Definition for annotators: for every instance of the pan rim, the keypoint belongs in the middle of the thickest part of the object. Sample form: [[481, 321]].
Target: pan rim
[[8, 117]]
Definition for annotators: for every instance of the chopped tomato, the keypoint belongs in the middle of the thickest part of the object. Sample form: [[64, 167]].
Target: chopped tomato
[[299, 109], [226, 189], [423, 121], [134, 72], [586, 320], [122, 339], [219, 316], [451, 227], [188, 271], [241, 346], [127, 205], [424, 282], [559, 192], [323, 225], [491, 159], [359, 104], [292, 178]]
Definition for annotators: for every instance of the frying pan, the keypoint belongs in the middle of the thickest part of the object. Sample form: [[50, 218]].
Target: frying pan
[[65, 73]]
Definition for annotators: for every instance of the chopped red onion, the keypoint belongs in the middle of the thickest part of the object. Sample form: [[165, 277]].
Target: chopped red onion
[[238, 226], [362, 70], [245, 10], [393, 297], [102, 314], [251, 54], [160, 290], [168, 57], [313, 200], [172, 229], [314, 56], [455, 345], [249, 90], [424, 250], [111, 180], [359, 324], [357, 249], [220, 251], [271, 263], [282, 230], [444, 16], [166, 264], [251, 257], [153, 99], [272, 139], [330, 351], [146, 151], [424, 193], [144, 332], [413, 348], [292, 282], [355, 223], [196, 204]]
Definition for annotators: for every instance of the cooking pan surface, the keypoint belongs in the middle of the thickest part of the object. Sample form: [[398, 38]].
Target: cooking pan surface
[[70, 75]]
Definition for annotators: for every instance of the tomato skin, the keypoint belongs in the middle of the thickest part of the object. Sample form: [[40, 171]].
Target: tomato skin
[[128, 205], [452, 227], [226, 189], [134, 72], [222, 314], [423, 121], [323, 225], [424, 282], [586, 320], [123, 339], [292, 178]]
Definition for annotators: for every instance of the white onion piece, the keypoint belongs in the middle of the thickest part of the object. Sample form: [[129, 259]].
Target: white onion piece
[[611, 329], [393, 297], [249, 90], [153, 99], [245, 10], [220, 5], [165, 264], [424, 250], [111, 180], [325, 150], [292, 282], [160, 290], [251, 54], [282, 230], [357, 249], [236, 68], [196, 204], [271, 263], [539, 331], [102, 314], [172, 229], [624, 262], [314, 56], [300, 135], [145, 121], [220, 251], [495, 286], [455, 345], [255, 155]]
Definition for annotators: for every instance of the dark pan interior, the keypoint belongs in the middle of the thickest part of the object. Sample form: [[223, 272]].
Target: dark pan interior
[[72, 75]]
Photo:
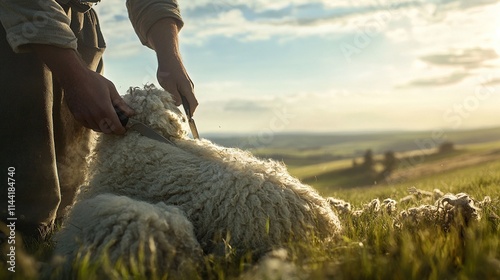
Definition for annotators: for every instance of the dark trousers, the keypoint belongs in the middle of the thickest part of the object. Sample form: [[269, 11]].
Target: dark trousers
[[40, 139]]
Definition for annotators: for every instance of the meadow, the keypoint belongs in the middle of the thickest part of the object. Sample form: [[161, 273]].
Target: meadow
[[373, 245]]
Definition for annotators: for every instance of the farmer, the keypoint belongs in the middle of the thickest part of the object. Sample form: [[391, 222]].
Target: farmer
[[53, 95]]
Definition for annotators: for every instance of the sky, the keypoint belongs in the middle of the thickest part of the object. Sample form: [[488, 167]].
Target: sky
[[326, 66]]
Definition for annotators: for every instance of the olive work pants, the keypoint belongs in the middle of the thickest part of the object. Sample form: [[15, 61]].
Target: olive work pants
[[39, 136]]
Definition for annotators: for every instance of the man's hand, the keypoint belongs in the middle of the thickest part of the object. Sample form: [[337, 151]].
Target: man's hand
[[171, 74], [89, 96]]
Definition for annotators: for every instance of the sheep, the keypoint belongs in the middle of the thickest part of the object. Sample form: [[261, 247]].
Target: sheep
[[231, 199]]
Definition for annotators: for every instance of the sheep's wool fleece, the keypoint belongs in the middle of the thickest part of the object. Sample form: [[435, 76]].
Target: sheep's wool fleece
[[230, 197]]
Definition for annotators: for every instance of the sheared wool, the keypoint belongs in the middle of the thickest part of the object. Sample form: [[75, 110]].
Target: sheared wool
[[442, 213], [232, 199], [152, 236]]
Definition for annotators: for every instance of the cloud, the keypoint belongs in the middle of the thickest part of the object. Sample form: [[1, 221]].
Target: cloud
[[246, 106], [468, 58], [437, 81]]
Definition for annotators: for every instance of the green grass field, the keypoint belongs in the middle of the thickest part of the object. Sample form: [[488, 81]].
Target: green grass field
[[371, 246]]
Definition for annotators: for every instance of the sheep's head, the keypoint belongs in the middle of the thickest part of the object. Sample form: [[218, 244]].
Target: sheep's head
[[156, 109]]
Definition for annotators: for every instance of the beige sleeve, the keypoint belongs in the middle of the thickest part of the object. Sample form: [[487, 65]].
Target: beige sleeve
[[36, 22], [144, 13]]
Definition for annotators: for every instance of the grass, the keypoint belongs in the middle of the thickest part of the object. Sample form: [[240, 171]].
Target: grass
[[370, 247]]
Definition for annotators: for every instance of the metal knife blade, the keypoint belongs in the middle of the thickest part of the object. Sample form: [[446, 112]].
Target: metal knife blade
[[143, 129], [192, 124]]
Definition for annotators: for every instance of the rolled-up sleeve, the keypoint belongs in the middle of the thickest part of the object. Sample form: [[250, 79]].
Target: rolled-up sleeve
[[144, 13], [36, 22]]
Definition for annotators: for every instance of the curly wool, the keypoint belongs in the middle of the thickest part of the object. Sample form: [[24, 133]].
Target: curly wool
[[154, 236], [233, 199]]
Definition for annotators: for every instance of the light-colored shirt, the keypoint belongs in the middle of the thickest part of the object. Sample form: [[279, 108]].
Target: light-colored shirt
[[45, 21]]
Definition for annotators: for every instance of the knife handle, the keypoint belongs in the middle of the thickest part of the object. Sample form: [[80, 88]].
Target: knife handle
[[121, 115], [185, 104]]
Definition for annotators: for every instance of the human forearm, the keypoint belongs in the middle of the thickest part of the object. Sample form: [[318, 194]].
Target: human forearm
[[144, 14], [172, 75], [89, 96]]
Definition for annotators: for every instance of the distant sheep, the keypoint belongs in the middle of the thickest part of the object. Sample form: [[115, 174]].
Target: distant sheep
[[224, 197]]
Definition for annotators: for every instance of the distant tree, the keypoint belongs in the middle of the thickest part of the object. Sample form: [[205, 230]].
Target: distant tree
[[390, 162], [446, 147], [368, 160]]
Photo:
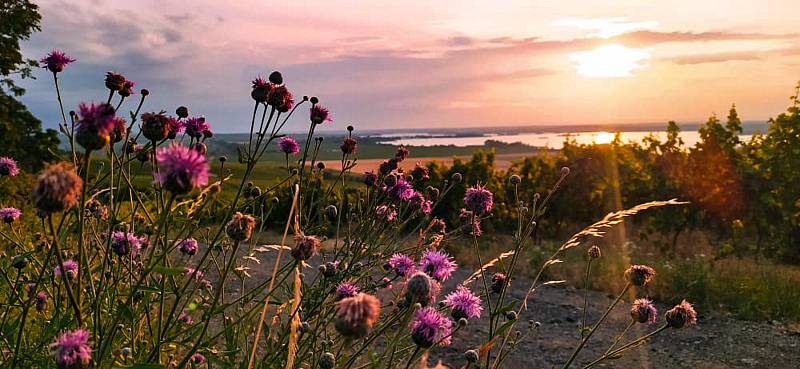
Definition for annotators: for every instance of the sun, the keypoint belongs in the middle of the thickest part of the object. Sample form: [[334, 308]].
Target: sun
[[603, 137], [610, 61]]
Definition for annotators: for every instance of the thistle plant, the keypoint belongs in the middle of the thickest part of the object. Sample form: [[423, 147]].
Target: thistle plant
[[144, 259]]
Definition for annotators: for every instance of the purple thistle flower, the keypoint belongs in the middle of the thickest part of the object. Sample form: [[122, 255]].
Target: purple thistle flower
[[188, 246], [56, 60], [8, 166], [320, 114], [70, 267], [93, 131], [198, 358], [9, 215], [386, 212], [195, 127], [345, 290], [71, 349], [437, 264], [478, 199], [127, 88], [643, 311], [181, 169], [125, 243], [370, 178], [288, 145], [430, 326], [41, 301], [402, 264], [464, 303]]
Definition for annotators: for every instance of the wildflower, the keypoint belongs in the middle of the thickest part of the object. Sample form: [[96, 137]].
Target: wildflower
[[115, 81], [41, 301], [464, 303], [156, 126], [320, 114], [260, 90], [71, 349], [643, 311], [127, 88], [387, 213], [305, 247], [56, 60], [70, 267], [125, 243], [345, 290], [181, 169], [280, 98], [288, 145], [478, 199], [120, 129], [418, 202], [594, 252], [356, 315], [9, 215], [640, 275], [370, 178], [682, 315], [439, 265], [188, 246], [184, 317], [420, 172], [401, 153], [499, 280], [195, 127], [240, 227], [8, 166], [430, 326], [349, 146], [93, 131], [402, 264], [56, 189]]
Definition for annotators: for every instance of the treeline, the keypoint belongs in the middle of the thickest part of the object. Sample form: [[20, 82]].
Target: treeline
[[745, 195]]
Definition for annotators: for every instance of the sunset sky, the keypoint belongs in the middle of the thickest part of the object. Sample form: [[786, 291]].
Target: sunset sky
[[418, 64]]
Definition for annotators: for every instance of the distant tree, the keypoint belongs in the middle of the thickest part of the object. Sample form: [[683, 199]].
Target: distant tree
[[21, 132]]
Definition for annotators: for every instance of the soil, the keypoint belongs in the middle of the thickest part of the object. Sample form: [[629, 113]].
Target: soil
[[714, 343]]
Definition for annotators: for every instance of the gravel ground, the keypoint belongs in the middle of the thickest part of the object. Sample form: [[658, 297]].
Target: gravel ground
[[714, 343]]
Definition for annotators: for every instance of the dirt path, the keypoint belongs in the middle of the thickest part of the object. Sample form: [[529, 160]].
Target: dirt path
[[715, 343]]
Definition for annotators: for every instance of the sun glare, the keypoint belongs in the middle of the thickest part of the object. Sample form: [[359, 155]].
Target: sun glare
[[604, 137], [610, 61]]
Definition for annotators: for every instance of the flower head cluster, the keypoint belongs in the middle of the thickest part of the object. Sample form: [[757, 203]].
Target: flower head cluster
[[288, 145], [56, 60], [93, 131], [57, 188], [240, 227], [345, 290], [188, 246], [682, 315], [70, 268], [320, 114], [464, 303], [429, 327], [9, 215], [639, 275], [71, 349], [305, 247], [8, 166], [196, 127], [125, 243], [437, 264], [643, 311], [181, 169], [478, 199], [356, 315]]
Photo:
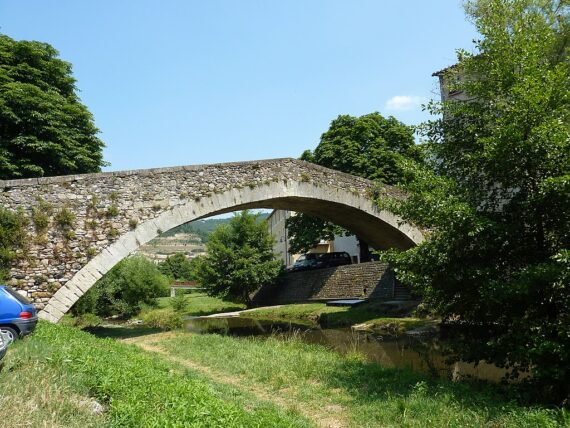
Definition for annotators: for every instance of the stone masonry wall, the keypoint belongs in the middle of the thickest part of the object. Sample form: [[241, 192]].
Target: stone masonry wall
[[372, 280], [106, 206], [88, 223]]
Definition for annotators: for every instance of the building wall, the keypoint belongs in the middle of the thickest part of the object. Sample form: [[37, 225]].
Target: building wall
[[276, 226]]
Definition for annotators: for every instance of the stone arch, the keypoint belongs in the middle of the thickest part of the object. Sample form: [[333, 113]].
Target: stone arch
[[344, 206]]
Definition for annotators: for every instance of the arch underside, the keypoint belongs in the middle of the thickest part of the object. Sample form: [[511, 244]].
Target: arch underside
[[351, 210], [379, 234]]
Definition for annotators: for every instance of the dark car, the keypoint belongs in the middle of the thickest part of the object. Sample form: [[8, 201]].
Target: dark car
[[305, 262], [333, 259], [18, 316], [320, 260]]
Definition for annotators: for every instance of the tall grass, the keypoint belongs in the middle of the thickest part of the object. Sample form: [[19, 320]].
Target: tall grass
[[369, 395], [201, 304], [138, 389]]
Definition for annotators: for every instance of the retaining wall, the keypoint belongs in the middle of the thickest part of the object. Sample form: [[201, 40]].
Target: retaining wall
[[372, 280]]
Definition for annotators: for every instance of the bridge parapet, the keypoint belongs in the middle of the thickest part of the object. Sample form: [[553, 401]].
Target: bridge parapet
[[94, 220]]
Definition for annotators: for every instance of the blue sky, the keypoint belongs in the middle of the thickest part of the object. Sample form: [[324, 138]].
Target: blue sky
[[177, 82]]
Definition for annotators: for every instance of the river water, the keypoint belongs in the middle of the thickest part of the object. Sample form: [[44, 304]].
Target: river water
[[424, 354]]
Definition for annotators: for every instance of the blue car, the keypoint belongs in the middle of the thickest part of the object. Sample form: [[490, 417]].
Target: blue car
[[18, 316]]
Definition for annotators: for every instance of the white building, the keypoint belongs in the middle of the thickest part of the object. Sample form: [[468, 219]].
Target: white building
[[276, 226]]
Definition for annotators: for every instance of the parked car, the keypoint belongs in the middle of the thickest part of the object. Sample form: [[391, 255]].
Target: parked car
[[320, 260], [304, 262], [333, 259], [18, 316]]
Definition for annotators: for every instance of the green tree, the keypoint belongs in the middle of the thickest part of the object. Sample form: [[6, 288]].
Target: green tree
[[44, 128], [369, 146], [498, 196], [123, 291], [178, 267], [240, 259]]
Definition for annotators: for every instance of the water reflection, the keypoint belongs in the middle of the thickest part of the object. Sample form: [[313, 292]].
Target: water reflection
[[419, 354]]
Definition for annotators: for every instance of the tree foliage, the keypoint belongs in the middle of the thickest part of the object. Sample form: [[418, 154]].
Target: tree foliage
[[369, 146], [497, 196], [44, 128], [123, 291], [240, 259]]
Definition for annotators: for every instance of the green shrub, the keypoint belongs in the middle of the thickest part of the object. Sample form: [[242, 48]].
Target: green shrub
[[40, 217], [13, 238], [166, 319], [179, 303], [124, 290]]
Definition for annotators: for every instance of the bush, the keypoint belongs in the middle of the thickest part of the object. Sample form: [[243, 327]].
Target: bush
[[179, 303], [13, 238], [166, 319], [124, 290]]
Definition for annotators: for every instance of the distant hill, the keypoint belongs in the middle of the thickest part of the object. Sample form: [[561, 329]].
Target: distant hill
[[203, 228]]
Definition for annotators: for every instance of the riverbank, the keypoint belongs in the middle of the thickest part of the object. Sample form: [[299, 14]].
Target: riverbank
[[76, 379], [371, 316]]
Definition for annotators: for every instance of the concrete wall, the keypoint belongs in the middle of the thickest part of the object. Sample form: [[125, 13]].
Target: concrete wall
[[372, 280]]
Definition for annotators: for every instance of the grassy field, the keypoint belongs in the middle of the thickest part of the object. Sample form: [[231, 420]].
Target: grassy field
[[335, 390], [373, 315], [63, 377], [202, 304], [59, 377]]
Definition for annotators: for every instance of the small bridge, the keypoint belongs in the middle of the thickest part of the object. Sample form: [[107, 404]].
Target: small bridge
[[96, 220]]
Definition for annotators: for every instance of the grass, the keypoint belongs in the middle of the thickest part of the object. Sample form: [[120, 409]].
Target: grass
[[201, 304], [52, 378], [372, 314], [358, 393]]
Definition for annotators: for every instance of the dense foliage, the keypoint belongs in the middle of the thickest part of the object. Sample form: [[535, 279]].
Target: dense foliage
[[498, 195], [13, 239], [178, 267], [240, 259], [44, 128], [124, 290], [369, 146]]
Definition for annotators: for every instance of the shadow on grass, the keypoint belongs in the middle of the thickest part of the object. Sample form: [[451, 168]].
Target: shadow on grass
[[362, 313], [370, 384], [121, 332], [200, 313]]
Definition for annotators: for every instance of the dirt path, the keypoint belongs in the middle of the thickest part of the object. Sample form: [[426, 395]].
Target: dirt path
[[325, 417]]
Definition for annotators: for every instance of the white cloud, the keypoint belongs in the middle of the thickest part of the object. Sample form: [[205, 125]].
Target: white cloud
[[403, 103]]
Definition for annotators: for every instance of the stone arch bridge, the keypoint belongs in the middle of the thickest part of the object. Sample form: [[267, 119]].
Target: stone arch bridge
[[82, 225]]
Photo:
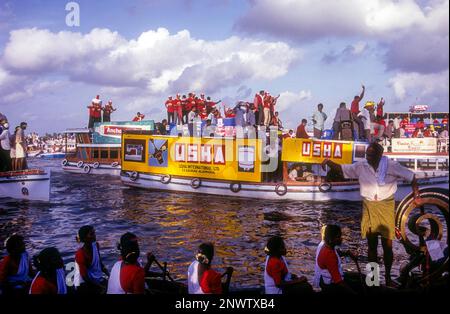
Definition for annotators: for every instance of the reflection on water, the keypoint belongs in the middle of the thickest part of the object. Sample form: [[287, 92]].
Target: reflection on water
[[172, 225]]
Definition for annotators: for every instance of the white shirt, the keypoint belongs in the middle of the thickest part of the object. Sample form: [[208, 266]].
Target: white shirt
[[367, 177], [320, 118]]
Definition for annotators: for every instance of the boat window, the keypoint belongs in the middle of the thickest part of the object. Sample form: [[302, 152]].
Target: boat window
[[104, 154], [114, 154]]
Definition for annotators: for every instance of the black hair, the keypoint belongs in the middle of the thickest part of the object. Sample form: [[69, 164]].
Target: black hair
[[206, 249], [275, 246], [83, 232], [129, 247], [13, 243], [48, 261], [331, 233]]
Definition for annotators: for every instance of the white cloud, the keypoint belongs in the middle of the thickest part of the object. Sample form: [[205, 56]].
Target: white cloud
[[157, 61], [425, 88]]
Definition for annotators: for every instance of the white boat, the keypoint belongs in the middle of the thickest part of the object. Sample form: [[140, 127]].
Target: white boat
[[33, 184], [233, 167]]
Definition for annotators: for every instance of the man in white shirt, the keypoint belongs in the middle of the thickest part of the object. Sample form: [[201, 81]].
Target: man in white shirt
[[377, 176], [318, 119]]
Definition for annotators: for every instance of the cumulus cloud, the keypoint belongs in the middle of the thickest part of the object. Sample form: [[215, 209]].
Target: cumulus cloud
[[414, 36], [423, 88], [157, 61]]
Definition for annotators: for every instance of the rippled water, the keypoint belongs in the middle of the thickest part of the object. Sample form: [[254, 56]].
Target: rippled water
[[172, 225]]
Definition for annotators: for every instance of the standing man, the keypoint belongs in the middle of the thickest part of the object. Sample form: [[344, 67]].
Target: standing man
[[301, 131], [378, 176], [5, 146], [107, 111], [355, 111], [21, 147], [319, 118]]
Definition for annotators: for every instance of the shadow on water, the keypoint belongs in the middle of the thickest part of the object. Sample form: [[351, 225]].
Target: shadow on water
[[172, 225]]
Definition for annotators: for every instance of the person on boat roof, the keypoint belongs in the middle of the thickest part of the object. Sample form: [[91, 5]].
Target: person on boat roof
[[377, 176], [127, 275], [277, 277], [50, 278], [328, 272], [15, 268], [202, 279], [89, 268], [301, 130]]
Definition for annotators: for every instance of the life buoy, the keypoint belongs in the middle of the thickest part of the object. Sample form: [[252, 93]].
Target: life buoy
[[325, 187], [281, 189], [235, 187], [134, 176], [196, 183], [165, 179], [87, 169]]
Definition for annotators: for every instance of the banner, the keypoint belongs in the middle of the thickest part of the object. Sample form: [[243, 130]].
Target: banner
[[414, 145], [111, 132], [222, 159], [315, 151]]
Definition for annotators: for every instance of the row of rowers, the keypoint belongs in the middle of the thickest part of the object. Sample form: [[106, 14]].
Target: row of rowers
[[127, 276]]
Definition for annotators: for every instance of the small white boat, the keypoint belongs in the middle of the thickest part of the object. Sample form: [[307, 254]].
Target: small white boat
[[32, 184]]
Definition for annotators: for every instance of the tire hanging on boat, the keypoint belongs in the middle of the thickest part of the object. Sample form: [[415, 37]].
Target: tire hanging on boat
[[412, 222], [281, 189], [235, 187], [165, 179], [325, 187], [196, 183], [87, 169], [134, 176]]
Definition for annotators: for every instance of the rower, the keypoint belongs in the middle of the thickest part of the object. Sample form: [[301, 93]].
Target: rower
[[329, 274], [202, 279], [89, 268], [15, 268], [50, 278], [127, 275], [277, 277]]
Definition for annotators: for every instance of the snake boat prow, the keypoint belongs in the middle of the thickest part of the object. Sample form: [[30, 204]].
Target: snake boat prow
[[235, 167]]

Set problem:
Rewrite the entries as a numbered list, starting at the line that contains "Definition for annotators: for every instance of the row of" and running through the last line of the entries, with both ends included and blank lines left out.

Finished exercise:
1. Definition for annotators: for every instance of the row of rowers, the keypoint belongs in the middle of the thickest part of the object. Sample form: [[106, 14]].
2. Target: row of rowers
3. [[127, 276]]
4. Definition for annotators: for every instance of the small white boat, the keypoint belongs in the middle of the thickest part of the object. Sample form: [[307, 254]].
5. Target: small white boat
6. [[32, 184]]
7. Definition for annotators: for every instance of the tire hanging on boat, the keypoint belongs in the middle of the thickest part of the object. Sample form: [[415, 37]].
8. Target: tire hanging on boat
9. [[412, 222], [281, 189], [235, 187], [165, 179], [325, 187], [196, 183], [87, 169], [134, 176]]
10. Definition for annotators: for every instance of the rower, the keypoint belongs in the middle of the thickest part of the object. Sample form: [[301, 93]].
11. Target: rower
12. [[329, 274], [202, 279], [89, 268], [15, 268], [50, 278], [127, 275], [277, 277]]
13. Definition for annotators: for every instance of the snake boat prow, the keypoint belongs in the middle of the thickest part of the object. Sample form: [[30, 204]].
14. Target: snake boat prow
15. [[235, 167]]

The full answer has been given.